EXERCISE GOAL | From the records below, reproduce verbatim the lines starting with the one that contains "For every instance of the sky, mark" and continuing through the one that contains "129], [304, 111]]".

─── EXTRACTED ENTRIES ───

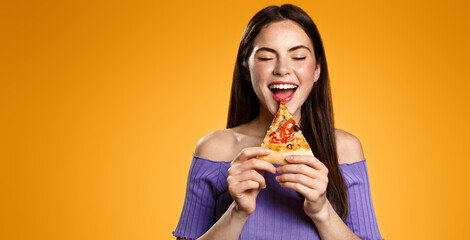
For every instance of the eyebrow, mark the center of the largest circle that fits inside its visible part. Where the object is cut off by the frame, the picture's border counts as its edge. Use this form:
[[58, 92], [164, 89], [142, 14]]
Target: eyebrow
[[290, 50]]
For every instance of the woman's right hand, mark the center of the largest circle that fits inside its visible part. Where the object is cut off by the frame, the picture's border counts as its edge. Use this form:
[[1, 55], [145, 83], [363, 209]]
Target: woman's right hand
[[246, 178]]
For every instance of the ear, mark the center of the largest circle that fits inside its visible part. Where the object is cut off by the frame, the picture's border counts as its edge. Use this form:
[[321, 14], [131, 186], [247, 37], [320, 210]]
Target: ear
[[317, 72]]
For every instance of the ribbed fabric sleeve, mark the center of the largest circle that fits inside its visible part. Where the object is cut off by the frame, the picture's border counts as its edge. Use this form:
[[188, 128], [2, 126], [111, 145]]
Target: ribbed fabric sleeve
[[204, 183], [361, 219], [279, 211]]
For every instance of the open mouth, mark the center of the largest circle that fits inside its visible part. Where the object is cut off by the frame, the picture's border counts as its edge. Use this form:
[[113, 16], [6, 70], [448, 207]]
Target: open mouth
[[283, 91]]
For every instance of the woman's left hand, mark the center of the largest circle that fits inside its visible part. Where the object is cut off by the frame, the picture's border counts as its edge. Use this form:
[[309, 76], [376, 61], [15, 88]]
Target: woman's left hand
[[308, 176]]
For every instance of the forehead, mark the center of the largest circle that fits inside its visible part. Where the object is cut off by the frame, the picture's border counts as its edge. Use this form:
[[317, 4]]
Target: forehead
[[282, 34]]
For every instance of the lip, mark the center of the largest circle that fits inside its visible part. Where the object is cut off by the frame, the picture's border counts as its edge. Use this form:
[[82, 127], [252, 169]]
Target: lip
[[287, 99]]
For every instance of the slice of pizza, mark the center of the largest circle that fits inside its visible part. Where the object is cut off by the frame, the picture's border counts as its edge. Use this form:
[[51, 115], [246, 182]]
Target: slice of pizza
[[284, 138]]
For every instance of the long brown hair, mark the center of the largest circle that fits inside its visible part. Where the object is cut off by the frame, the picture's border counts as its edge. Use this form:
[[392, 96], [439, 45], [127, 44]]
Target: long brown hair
[[317, 123]]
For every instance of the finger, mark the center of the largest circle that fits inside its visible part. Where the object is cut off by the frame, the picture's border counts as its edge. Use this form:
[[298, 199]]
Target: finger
[[241, 187], [302, 169], [251, 152], [306, 159], [257, 164], [252, 175], [304, 180], [302, 189]]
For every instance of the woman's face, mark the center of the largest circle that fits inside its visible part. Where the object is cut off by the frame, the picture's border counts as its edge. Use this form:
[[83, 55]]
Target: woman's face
[[282, 66]]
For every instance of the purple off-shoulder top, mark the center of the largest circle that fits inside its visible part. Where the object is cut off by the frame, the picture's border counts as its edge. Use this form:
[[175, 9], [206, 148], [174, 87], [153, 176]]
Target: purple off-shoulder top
[[279, 211]]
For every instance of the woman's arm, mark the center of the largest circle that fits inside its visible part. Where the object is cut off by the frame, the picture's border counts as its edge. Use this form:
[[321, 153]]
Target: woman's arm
[[331, 226], [308, 176], [245, 180]]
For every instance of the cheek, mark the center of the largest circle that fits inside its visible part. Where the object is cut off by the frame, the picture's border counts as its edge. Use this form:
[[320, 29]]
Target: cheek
[[259, 72]]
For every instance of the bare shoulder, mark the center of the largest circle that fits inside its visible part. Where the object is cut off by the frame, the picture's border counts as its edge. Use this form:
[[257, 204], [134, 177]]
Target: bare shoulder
[[348, 146], [217, 146]]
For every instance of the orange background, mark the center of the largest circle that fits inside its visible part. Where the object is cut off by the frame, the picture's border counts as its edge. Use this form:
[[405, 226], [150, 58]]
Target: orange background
[[103, 103]]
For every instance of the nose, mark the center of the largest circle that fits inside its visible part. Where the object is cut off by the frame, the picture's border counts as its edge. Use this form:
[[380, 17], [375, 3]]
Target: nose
[[282, 67]]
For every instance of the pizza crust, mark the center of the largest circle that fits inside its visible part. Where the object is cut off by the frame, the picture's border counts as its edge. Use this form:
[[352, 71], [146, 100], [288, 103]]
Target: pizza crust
[[279, 157]]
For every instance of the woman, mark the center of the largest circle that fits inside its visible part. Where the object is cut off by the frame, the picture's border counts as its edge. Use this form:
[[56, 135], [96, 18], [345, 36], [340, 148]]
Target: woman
[[233, 195]]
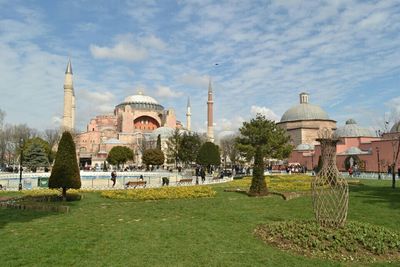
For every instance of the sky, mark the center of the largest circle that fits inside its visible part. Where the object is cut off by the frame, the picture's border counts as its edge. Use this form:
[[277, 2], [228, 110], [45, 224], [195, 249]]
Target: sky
[[259, 55]]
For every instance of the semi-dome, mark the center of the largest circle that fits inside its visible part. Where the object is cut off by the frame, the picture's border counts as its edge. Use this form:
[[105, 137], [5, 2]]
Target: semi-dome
[[354, 151], [141, 102], [140, 98], [395, 128], [164, 132], [303, 147], [351, 129], [304, 111]]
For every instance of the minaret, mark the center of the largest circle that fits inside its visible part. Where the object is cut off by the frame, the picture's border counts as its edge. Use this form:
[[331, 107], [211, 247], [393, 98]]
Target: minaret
[[69, 100], [188, 115], [210, 128]]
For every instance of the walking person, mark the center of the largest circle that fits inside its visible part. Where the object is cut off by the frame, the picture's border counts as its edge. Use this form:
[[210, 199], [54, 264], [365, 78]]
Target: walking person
[[203, 175], [113, 177]]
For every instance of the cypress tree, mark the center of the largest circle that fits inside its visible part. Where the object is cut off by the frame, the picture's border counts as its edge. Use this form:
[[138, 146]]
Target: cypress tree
[[208, 155], [158, 146], [65, 172]]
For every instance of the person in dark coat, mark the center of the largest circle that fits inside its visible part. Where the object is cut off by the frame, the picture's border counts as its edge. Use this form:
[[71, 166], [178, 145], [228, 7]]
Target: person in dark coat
[[203, 175], [113, 177]]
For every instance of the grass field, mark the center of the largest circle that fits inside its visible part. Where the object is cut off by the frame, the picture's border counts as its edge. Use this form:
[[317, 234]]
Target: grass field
[[185, 232]]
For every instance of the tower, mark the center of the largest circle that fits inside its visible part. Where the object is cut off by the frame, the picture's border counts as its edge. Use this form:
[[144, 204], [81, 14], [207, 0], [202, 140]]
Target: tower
[[188, 115], [69, 100], [210, 128]]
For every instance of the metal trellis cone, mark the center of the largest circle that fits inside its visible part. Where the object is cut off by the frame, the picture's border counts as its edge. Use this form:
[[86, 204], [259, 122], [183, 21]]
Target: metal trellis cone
[[330, 192]]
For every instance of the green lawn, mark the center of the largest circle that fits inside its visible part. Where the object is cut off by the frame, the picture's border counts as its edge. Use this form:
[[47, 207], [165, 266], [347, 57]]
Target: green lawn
[[194, 232]]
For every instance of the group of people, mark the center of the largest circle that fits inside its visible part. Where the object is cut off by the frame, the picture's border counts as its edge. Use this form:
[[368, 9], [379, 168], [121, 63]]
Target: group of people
[[200, 171]]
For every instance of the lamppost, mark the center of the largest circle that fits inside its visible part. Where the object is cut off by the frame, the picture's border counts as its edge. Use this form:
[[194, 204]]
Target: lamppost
[[312, 163], [21, 146], [379, 164]]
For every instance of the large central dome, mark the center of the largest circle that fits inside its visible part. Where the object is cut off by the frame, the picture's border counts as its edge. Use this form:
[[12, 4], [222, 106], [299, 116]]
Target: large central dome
[[140, 98], [304, 111]]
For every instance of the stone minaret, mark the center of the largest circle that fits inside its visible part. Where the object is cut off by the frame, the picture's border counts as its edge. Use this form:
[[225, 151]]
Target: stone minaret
[[210, 127], [304, 98], [69, 100], [188, 115]]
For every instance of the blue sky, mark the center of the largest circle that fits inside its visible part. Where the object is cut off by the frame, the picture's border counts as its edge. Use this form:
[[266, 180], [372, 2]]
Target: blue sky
[[346, 54]]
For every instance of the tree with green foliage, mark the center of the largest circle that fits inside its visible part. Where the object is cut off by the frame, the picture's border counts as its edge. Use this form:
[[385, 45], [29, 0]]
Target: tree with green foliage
[[158, 145], [153, 156], [190, 144], [262, 138], [35, 157], [208, 155], [119, 155], [173, 144], [65, 172], [229, 149]]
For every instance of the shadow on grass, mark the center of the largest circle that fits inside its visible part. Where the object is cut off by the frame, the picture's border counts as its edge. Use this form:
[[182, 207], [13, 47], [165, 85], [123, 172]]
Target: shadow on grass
[[10, 215], [32, 210], [377, 194]]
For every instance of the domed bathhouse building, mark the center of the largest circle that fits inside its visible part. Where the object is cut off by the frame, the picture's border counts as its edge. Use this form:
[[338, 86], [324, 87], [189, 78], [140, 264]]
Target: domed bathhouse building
[[358, 148], [135, 123], [303, 121]]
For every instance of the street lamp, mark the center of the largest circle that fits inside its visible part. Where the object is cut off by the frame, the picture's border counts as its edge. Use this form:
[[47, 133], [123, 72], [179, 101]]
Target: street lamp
[[379, 164], [21, 146]]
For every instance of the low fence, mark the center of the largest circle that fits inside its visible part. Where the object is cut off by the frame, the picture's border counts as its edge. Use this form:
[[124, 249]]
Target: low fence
[[102, 180]]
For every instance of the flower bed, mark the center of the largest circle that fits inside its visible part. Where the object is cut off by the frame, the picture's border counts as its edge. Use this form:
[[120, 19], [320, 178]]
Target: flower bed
[[161, 193], [49, 195], [354, 242]]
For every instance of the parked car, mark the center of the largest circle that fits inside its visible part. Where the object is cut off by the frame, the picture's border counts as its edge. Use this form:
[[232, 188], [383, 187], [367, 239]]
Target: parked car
[[224, 173]]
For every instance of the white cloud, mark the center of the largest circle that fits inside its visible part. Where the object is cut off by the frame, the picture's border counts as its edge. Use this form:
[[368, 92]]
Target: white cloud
[[153, 41], [129, 48], [195, 80], [268, 113], [165, 91], [122, 51], [373, 20]]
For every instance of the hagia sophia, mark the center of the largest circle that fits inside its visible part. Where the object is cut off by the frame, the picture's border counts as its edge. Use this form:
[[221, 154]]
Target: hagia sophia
[[135, 123], [140, 117]]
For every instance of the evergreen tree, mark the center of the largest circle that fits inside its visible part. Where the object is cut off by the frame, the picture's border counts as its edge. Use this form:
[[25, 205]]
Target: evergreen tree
[[189, 147], [262, 138], [65, 172], [208, 155], [119, 155], [158, 146], [36, 157], [153, 157], [173, 143]]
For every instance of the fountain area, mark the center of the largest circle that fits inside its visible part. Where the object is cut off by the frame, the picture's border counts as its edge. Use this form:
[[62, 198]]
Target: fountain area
[[102, 180]]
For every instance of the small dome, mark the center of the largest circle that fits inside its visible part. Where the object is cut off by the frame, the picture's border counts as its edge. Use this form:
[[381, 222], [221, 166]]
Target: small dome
[[304, 147], [304, 111], [354, 151], [164, 132], [351, 129], [112, 141], [351, 121], [395, 128], [226, 133]]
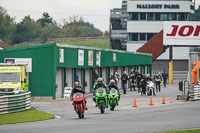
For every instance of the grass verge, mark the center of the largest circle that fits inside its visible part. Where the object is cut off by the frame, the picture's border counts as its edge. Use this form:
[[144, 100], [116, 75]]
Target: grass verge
[[25, 116], [91, 43], [184, 131]]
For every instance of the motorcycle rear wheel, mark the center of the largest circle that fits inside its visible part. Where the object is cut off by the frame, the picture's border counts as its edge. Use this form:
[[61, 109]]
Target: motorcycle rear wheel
[[102, 107], [112, 107], [79, 112]]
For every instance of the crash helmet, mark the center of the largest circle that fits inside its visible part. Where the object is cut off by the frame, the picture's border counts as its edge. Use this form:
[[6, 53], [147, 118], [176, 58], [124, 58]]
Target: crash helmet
[[147, 75], [76, 84], [112, 82], [99, 80]]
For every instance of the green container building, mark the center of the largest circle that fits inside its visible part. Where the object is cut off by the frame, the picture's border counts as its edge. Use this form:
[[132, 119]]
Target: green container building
[[55, 66]]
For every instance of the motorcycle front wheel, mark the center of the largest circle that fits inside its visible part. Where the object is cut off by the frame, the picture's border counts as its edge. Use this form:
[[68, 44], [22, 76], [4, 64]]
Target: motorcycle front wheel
[[79, 112], [102, 107]]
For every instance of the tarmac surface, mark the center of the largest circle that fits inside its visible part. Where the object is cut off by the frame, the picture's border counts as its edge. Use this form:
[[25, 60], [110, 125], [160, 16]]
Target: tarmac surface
[[144, 118]]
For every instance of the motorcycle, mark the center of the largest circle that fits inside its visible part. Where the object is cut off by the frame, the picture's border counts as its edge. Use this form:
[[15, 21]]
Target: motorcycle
[[132, 84], [101, 99], [150, 88], [113, 98], [79, 104]]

───

ANSWER TO THIS EXERCISE |
For every instance of the sky, mark the center of the largest circle that fits inside its visible part. Where the object is cut off by the frame, the picture's border counts as its edge. Use this form:
[[277, 2], [228, 110], [45, 224], [195, 249]]
Target: sky
[[259, 55]]
For every instance of the semi-dome, mark the center of the largest circle that fits inside its visible part. Where the object is cut off by the frame, the picture's border counts as its edge. Use this form:
[[105, 137], [5, 2]]
Target: semi-dome
[[354, 151], [141, 102], [140, 98], [395, 128], [164, 132], [303, 147], [351, 129], [304, 111]]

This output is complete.